───── Input material
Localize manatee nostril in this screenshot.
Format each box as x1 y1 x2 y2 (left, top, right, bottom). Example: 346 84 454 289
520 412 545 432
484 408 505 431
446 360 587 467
──────────
**Work to complete**.
Please output the full listing one more time, exactly.

**Written response**.
Localize manatee nostril in this screenshot.
Format each box as x1 y1 x2 y2 (left, top, right, bottom). Example: 346 84 454 289
520 412 545 432
484 408 505 431
446 360 587 467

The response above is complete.